* Recorded information:

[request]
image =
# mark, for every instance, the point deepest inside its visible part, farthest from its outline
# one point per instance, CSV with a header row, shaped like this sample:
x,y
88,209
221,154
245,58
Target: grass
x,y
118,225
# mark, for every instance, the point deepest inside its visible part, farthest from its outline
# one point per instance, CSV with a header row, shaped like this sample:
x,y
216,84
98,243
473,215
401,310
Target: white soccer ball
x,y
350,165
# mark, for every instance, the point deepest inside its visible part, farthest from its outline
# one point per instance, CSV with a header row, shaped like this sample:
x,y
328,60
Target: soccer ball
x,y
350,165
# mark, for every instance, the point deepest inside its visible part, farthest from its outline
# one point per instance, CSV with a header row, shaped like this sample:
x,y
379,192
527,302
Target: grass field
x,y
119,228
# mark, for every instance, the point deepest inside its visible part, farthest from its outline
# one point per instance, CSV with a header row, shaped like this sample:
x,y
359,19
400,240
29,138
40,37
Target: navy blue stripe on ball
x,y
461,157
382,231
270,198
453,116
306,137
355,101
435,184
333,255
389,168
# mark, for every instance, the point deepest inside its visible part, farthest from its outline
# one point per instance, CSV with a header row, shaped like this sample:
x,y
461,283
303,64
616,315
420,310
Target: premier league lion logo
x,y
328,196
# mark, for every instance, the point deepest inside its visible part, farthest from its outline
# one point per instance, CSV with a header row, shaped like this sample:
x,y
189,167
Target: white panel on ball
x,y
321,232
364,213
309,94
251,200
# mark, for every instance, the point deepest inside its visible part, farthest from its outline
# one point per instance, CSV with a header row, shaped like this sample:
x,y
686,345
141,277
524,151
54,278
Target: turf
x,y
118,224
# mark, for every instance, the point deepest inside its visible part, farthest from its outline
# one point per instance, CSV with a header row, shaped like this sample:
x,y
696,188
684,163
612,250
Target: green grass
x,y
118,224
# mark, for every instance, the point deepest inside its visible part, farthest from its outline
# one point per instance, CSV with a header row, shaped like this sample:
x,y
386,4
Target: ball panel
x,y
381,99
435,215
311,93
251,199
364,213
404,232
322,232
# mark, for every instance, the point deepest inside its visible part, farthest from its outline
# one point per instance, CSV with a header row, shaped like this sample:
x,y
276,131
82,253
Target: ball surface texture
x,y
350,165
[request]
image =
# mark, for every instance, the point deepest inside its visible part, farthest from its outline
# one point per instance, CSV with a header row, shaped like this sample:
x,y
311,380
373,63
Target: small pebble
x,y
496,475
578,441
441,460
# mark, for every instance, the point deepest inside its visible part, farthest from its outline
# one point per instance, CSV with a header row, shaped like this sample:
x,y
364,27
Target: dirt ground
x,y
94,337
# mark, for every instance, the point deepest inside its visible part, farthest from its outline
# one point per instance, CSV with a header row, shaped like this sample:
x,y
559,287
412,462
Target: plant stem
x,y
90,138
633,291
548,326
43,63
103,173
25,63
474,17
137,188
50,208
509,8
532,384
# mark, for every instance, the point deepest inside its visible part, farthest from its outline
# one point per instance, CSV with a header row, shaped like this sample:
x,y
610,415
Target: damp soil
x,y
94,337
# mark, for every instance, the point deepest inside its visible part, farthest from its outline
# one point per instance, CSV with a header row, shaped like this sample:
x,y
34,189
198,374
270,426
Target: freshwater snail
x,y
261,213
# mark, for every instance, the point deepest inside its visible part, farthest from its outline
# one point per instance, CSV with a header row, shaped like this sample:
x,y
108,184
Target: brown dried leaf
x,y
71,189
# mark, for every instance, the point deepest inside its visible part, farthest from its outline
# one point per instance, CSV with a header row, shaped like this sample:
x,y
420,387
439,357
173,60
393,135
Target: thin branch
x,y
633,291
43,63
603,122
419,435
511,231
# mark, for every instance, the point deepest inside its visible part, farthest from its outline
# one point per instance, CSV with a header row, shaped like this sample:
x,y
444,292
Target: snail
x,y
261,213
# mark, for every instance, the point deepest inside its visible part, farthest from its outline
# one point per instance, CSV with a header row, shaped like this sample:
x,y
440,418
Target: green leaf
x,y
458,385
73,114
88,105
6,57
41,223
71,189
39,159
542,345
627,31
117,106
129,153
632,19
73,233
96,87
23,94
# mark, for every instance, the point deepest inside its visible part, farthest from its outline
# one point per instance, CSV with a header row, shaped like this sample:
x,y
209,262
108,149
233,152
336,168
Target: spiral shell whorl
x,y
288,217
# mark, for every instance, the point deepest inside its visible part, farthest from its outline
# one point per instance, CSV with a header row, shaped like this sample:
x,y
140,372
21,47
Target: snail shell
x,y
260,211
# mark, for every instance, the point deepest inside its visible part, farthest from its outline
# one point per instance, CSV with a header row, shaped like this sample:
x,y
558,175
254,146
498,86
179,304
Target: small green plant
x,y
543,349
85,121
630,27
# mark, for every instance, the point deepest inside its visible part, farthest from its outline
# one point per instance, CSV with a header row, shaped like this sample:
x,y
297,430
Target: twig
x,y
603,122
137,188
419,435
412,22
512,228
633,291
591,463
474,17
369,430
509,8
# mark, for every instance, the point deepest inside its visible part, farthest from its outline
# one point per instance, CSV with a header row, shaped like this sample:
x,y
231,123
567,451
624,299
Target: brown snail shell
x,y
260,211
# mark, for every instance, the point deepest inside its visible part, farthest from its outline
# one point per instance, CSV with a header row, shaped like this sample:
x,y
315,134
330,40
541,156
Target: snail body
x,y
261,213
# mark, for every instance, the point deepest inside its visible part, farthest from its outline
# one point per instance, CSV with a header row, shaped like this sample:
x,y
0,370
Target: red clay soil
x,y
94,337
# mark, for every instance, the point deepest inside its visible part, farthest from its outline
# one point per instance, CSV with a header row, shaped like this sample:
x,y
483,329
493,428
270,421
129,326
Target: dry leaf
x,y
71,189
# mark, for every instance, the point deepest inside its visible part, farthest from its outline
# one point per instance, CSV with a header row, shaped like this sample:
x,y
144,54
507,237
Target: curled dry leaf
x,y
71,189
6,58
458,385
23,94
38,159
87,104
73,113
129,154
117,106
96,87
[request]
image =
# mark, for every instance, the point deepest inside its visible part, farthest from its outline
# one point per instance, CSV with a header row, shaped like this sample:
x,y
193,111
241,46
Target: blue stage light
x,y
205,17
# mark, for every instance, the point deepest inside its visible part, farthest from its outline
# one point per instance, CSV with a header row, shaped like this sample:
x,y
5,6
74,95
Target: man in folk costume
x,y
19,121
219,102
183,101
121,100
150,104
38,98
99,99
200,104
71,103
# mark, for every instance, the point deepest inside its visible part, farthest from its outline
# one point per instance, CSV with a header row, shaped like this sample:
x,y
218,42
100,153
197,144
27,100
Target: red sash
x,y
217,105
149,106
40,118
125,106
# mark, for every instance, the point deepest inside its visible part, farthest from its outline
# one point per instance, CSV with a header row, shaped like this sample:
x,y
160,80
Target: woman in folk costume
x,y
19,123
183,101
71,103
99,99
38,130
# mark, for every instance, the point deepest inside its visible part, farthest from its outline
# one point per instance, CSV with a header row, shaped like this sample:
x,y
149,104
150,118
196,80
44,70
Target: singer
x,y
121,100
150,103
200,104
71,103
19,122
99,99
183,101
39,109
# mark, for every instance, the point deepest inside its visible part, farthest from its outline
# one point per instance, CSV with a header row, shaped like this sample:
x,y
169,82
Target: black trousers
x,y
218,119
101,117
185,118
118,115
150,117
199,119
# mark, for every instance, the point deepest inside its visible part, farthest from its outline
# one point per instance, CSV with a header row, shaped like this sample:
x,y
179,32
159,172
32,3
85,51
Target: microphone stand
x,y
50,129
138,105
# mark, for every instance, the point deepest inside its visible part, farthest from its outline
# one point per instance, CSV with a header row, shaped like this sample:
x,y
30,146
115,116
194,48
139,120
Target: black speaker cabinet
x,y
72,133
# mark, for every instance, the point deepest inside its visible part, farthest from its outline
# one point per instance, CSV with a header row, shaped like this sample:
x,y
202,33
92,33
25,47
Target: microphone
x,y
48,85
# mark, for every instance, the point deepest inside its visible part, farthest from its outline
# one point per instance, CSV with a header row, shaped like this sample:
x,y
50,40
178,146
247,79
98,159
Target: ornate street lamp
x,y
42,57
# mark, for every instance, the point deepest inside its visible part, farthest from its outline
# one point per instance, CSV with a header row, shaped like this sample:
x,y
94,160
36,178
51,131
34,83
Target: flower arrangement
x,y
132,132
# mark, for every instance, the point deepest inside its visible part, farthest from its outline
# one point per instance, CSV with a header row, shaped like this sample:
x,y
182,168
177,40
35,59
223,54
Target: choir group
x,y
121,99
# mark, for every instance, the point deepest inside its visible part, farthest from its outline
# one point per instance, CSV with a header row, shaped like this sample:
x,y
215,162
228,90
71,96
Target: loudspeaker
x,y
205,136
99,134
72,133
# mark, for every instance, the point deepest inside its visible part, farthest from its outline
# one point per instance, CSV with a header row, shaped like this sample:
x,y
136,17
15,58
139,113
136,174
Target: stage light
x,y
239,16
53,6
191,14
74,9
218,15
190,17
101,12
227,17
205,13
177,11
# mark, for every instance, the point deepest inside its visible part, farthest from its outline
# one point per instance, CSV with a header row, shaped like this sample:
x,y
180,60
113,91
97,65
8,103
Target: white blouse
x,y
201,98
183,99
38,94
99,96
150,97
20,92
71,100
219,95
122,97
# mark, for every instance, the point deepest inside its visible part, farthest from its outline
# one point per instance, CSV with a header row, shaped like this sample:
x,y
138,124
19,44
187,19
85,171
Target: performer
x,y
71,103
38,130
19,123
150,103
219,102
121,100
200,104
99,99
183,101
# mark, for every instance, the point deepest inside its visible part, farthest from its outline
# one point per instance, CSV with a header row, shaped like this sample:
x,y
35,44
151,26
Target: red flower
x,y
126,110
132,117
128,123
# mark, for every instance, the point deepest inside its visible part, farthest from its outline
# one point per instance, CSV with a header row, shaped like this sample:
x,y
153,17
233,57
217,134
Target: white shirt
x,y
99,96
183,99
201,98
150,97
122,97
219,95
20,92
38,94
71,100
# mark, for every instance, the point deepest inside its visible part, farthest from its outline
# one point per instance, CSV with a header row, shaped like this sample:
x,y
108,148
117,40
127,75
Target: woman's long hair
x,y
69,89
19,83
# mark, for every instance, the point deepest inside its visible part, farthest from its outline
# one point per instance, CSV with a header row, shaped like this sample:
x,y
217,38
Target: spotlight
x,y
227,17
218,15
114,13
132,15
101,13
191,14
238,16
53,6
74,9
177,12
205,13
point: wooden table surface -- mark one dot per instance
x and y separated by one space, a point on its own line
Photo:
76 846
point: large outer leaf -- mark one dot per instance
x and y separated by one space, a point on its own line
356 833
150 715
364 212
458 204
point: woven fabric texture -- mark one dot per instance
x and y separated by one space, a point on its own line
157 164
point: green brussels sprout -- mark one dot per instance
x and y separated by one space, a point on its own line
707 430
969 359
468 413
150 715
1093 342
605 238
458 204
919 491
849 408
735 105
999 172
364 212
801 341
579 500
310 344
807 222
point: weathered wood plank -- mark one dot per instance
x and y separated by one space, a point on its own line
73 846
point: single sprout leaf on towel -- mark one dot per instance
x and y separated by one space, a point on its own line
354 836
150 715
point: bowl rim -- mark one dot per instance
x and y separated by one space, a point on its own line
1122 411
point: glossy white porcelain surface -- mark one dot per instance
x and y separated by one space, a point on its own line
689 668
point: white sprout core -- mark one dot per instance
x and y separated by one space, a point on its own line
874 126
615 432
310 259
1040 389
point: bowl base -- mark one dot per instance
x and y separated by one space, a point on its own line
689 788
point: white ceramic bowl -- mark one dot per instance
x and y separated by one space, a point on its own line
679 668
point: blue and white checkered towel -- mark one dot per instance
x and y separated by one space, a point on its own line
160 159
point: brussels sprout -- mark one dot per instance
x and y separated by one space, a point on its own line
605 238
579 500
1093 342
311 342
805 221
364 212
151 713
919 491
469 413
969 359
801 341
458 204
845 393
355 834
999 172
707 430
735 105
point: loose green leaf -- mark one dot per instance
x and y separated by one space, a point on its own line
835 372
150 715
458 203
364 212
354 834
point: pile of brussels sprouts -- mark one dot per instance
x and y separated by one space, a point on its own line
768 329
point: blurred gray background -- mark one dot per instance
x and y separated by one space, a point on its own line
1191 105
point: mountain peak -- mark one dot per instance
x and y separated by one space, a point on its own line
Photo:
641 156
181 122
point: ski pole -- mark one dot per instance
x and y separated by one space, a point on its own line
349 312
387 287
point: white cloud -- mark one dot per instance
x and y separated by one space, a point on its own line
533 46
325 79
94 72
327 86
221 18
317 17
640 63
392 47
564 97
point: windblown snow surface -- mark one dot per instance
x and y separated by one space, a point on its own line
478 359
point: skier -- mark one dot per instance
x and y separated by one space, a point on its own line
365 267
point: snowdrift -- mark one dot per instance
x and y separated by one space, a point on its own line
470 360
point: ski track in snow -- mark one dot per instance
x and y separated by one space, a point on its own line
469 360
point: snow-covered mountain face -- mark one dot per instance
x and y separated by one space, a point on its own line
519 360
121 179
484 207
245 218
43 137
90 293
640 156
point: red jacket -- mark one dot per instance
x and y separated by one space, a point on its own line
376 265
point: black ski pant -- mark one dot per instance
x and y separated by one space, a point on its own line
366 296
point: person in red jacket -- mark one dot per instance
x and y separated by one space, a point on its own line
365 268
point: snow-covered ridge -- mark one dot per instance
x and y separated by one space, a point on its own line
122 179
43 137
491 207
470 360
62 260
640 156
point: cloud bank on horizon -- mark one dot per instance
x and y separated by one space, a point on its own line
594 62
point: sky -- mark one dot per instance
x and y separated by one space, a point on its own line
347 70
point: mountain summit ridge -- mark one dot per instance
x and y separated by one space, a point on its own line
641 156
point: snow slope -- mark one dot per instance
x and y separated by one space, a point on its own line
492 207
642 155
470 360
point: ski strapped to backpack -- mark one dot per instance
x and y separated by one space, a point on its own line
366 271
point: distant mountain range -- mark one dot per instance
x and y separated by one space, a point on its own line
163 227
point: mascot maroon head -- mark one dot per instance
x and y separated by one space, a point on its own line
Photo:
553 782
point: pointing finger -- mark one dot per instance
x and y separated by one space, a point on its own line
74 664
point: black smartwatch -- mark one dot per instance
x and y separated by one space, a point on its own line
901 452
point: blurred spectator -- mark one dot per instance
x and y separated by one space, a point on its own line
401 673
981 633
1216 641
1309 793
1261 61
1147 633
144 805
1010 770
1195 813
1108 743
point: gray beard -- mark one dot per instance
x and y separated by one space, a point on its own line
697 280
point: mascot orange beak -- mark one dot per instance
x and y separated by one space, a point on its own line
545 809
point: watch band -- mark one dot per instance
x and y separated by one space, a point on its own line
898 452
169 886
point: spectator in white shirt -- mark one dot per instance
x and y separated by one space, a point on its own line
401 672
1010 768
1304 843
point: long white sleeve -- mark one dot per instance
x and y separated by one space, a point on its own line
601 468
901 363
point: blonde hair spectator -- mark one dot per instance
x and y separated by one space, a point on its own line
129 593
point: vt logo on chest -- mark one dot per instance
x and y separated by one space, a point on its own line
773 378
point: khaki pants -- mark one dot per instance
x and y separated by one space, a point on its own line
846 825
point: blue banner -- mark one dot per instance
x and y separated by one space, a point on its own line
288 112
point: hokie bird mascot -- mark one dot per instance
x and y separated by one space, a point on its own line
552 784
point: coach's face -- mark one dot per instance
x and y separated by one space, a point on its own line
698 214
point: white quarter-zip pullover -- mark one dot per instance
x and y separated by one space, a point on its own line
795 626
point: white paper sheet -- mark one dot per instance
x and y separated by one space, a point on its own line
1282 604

* Work required: The lines to reproduce run from the one that contains "point: vt logo" through the last line above; copy them exactly.

* Reply:
point: vt logo on chest -- mark one dot per instance
x and y separated by one space, a point on its own line
773 378
point: khaki pants -- mark one dot per instance
x and y separated by one space, a point on its own line
846 825
point: blue banner -- mark one dot per instance
x and y separated by one space, a point on its own line
288 112
point: hokie bird mascot -- mark one dot per instance
x and y separated by one space, a point on its own line
552 784
point: coach's face -- mark one dot per instance
x and y separated by one space, a point on its own line
698 214
point: white quarter-zip pullover -- mark one dot per instance
x and y separated by one space, a point on its own line
795 626
point: white paper sheet -- mark one dot per instance
x and y separated by one space, a point on its own line
1282 604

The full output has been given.